WHAT THE TASK REQUIRES >>
From the line that has "of the asphalt" down to the final line of the listing below, transcribe every line exactly, and only those.

╭─ TASK INPUTS

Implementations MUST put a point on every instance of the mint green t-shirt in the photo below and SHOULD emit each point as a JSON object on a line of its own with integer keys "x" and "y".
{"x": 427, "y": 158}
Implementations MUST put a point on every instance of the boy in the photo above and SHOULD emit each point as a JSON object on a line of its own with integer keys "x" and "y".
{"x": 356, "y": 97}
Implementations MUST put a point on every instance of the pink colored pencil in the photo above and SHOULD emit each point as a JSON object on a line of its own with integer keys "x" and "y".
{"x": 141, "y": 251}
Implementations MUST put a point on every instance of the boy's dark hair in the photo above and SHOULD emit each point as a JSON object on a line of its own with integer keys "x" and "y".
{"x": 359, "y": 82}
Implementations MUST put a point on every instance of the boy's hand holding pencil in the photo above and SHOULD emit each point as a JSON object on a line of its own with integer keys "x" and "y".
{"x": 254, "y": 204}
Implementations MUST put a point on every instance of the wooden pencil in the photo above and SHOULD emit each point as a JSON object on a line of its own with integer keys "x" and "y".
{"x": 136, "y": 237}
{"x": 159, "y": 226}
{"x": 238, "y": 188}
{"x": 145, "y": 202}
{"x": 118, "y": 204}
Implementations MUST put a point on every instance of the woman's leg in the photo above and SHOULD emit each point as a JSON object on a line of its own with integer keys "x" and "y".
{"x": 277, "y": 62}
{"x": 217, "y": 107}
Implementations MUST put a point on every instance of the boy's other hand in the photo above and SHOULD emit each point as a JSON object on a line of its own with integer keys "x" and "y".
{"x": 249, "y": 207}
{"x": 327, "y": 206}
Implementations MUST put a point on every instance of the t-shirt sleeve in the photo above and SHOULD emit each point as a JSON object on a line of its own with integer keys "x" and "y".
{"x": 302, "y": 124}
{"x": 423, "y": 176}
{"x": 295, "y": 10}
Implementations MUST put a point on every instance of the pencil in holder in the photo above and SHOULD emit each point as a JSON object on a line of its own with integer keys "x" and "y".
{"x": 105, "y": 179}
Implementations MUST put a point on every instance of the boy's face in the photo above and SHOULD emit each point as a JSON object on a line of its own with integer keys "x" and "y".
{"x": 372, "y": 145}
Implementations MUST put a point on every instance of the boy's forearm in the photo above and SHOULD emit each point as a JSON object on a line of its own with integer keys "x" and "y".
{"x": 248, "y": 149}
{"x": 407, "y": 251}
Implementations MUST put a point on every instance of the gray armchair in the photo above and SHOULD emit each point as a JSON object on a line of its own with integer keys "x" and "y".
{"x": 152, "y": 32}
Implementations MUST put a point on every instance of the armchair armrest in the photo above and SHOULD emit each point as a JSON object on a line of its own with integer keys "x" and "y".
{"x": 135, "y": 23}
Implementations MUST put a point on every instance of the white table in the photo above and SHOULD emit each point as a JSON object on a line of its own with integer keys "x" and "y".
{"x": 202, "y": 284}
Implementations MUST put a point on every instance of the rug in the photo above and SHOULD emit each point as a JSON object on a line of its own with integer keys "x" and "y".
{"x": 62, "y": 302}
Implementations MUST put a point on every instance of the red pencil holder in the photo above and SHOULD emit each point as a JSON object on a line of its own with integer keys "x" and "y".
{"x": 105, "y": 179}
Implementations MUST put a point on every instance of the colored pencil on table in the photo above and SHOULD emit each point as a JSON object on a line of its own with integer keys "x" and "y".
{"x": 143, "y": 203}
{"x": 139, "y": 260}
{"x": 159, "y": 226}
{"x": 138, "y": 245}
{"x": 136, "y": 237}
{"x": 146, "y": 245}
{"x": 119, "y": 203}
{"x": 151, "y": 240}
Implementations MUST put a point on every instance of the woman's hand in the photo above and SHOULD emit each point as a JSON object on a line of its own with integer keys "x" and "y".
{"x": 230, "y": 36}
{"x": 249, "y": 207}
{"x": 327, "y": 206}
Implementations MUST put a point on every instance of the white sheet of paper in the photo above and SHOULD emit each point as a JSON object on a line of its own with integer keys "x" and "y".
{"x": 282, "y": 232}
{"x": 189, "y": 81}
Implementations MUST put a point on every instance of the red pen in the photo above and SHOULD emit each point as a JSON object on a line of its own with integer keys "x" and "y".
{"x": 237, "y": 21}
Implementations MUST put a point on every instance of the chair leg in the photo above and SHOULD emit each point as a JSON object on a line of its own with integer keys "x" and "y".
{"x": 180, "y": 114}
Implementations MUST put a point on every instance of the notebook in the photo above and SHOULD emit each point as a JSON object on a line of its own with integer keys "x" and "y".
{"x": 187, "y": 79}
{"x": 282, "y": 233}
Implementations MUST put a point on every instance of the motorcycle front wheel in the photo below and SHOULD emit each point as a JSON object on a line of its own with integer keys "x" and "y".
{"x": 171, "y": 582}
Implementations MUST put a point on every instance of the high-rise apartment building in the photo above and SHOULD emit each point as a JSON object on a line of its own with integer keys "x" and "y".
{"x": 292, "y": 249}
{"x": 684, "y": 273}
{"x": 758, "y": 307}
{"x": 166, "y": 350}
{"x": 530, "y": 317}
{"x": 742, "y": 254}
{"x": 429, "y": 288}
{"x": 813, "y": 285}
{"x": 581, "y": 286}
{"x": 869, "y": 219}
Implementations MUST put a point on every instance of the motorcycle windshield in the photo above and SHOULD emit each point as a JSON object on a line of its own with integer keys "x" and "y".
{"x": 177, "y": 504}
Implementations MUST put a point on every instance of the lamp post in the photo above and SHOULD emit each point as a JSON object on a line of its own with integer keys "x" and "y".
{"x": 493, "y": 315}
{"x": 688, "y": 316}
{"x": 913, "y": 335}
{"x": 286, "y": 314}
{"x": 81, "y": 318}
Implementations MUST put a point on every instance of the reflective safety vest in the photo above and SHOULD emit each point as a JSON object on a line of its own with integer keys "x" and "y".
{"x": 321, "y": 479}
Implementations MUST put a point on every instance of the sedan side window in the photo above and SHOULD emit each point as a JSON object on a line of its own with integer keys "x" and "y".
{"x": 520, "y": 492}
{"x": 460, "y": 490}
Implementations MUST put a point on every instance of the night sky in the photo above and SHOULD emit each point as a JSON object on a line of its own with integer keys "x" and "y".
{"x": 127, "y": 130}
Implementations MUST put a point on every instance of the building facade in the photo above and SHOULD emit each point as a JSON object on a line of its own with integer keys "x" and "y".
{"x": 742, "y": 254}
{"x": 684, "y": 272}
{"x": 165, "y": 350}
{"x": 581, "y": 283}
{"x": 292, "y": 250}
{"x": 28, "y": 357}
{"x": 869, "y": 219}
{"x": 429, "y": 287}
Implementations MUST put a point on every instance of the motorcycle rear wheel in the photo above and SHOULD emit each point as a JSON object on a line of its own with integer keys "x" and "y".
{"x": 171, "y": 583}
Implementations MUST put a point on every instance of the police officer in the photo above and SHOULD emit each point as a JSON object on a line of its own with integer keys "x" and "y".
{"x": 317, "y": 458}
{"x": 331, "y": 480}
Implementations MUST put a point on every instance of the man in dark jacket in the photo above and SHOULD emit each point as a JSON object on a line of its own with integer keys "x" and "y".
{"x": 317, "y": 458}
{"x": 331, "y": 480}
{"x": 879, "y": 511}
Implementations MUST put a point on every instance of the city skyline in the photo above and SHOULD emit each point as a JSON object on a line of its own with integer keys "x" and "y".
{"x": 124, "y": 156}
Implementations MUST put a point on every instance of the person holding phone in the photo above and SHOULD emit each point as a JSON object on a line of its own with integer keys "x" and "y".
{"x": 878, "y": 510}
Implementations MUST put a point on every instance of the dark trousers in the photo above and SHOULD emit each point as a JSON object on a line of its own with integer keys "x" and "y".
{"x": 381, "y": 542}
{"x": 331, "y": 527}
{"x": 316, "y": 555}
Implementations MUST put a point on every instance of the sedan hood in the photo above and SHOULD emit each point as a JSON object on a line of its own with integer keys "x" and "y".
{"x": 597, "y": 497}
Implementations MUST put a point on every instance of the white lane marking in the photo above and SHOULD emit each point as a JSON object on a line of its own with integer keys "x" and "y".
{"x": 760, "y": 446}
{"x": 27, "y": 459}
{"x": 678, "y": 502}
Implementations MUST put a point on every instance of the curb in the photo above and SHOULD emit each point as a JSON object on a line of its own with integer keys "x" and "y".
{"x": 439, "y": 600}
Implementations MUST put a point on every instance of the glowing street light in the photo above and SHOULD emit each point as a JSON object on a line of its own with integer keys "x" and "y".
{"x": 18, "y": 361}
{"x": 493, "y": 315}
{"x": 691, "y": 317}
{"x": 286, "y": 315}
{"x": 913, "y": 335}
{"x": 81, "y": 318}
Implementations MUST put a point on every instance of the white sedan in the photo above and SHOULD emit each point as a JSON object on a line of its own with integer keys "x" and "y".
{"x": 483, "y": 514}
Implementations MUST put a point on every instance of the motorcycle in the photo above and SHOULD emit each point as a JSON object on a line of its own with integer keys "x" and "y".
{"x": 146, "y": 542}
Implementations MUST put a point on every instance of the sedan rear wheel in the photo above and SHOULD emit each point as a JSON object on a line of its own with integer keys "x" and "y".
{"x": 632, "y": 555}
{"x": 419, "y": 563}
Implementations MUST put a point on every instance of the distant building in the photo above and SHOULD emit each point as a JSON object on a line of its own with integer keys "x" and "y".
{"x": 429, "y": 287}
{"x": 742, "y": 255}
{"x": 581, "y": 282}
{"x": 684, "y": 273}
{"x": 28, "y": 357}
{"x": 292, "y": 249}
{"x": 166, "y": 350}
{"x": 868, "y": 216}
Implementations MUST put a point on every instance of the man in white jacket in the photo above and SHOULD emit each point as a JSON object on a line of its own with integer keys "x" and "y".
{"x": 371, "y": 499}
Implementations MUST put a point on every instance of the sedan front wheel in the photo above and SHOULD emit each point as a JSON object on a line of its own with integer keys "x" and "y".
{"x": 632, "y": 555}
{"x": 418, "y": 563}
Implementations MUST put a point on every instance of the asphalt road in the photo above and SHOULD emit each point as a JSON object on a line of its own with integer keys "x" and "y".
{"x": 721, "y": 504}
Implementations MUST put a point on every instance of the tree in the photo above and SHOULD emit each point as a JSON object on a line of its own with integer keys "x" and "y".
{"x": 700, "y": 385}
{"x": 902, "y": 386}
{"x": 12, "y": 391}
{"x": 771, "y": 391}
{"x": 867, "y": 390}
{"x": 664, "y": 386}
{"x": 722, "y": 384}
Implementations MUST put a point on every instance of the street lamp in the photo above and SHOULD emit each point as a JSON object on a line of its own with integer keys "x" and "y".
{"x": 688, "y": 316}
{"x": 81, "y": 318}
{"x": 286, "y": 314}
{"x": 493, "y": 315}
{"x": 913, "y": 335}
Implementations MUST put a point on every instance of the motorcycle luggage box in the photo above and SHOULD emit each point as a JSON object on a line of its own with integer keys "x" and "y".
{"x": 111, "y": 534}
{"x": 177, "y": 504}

╰─

SOLUTION FOR THIS EXERCISE >>
Implementations MUST put a point on every instance of the asphalt road in the photo above and SHOULD emit each point as a JSON object on a line of its own with integer keys "x" and "y".
{"x": 721, "y": 504}
Implementations MUST put a point on every instance of the tree in the photo above and SHOULD emit each point as a JSON object on a line of its own with integer keys "x" and "y".
{"x": 700, "y": 385}
{"x": 902, "y": 386}
{"x": 12, "y": 391}
{"x": 771, "y": 391}
{"x": 867, "y": 390}
{"x": 664, "y": 386}
{"x": 722, "y": 384}
Implementations MUST put a point on every instance of the street lamp in the photo above and SHOULD emit each point as a JSON object on a line of its own with integer keys "x" and "y".
{"x": 688, "y": 316}
{"x": 81, "y": 318}
{"x": 286, "y": 314}
{"x": 493, "y": 315}
{"x": 913, "y": 335}
Implementations MUST put a point on every instance of the motorcycle luggage box in the photo above and SHOULD emit each point as a JSON object on a line of its own with integer keys "x" and "y".
{"x": 111, "y": 534}
{"x": 177, "y": 504}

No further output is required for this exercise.